__Exercise requirements__.
Set the entries down once more, exactly as they are worded.

__Supplied data__.
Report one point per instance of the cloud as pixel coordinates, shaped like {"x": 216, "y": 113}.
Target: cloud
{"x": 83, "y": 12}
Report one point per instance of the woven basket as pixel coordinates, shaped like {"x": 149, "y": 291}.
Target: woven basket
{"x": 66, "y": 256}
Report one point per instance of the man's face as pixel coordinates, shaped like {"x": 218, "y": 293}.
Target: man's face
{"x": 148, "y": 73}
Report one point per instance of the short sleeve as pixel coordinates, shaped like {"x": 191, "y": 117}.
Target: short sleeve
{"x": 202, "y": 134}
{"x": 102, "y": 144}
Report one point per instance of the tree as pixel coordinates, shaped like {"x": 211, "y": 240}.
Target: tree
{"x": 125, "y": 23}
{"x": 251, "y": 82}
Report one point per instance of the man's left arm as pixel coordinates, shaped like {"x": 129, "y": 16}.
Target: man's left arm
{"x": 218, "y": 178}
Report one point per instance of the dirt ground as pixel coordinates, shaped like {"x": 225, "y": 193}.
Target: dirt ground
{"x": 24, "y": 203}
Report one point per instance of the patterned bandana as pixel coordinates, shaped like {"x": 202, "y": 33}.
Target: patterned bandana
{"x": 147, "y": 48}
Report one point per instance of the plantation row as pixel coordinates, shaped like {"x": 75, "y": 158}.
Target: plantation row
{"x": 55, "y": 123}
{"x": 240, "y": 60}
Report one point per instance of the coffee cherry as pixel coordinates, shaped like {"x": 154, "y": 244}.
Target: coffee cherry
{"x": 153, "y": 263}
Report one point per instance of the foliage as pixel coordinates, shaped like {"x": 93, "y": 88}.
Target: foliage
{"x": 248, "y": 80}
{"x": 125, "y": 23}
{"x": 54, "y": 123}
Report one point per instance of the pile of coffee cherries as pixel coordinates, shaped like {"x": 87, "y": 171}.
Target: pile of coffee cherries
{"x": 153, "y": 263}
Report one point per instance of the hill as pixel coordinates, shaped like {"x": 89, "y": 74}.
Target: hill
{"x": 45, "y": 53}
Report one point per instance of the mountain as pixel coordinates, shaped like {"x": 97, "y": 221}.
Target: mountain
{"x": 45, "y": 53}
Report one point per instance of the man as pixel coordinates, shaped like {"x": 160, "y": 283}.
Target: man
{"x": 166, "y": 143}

__Output for this exercise__.
Report one point per instance of the cloud as pixel coordinates, shaped like {"x": 216, "y": 113}.
Target: cloud
{"x": 83, "y": 12}
Report one point per instance of the woven basket as pixel coordinates, shaped like {"x": 149, "y": 291}.
Target: woven basket
{"x": 66, "y": 256}
Report one point per instance of the man's face as pixel coordinates, shaped like {"x": 218, "y": 293}.
Target: man's face
{"x": 148, "y": 73}
Report one point per instance of the short sleeve as pixel coordinates, shaped like {"x": 191, "y": 117}.
Target: short sleeve
{"x": 202, "y": 134}
{"x": 102, "y": 144}
Report one point per instance of the tree as pixel coordinates, shaped like {"x": 211, "y": 240}.
Target: tree
{"x": 125, "y": 23}
{"x": 251, "y": 82}
Report one point per instance of the man's left arm as pixel coordinates, shaped like {"x": 129, "y": 16}.
Target: man's left arm
{"x": 218, "y": 178}
Report one point per instance of the dirt ground as pixel coordinates, shaped like {"x": 225, "y": 193}.
Target: dirt ground
{"x": 24, "y": 203}
Report one point per instance of the patterned bandana as pixel coordinates, shaped like {"x": 202, "y": 33}.
Target: patterned bandana
{"x": 147, "y": 48}
Report one point per instance of the plantation row as pixel coordinates, shaped like {"x": 75, "y": 158}.
Target: plantation row
{"x": 55, "y": 123}
{"x": 240, "y": 60}
Report one point per instance of the coffee cherry as pixel coordinates, shaped like {"x": 154, "y": 244}.
Target: coffee cherry
{"x": 153, "y": 263}
Report one point per instance of the foliage as pixel coordinates, shaped like {"x": 93, "y": 88}.
Target: foliage
{"x": 248, "y": 80}
{"x": 125, "y": 23}
{"x": 54, "y": 123}
Report one point per instance of the pile of coffee cherries as pixel coordinates, shaped like {"x": 87, "y": 171}.
Target: pile of coffee cherries
{"x": 153, "y": 263}
Report one point per instance of the hill as pixel coordinates, shaped like {"x": 89, "y": 74}.
Target: hill
{"x": 45, "y": 53}
Report one point per instance of the mountain as pixel coordinates, shaped like {"x": 97, "y": 221}.
Target: mountain
{"x": 45, "y": 53}
Report one point per instance of the man as pixel coordinates, shaped like {"x": 160, "y": 283}.
Target: man
{"x": 166, "y": 143}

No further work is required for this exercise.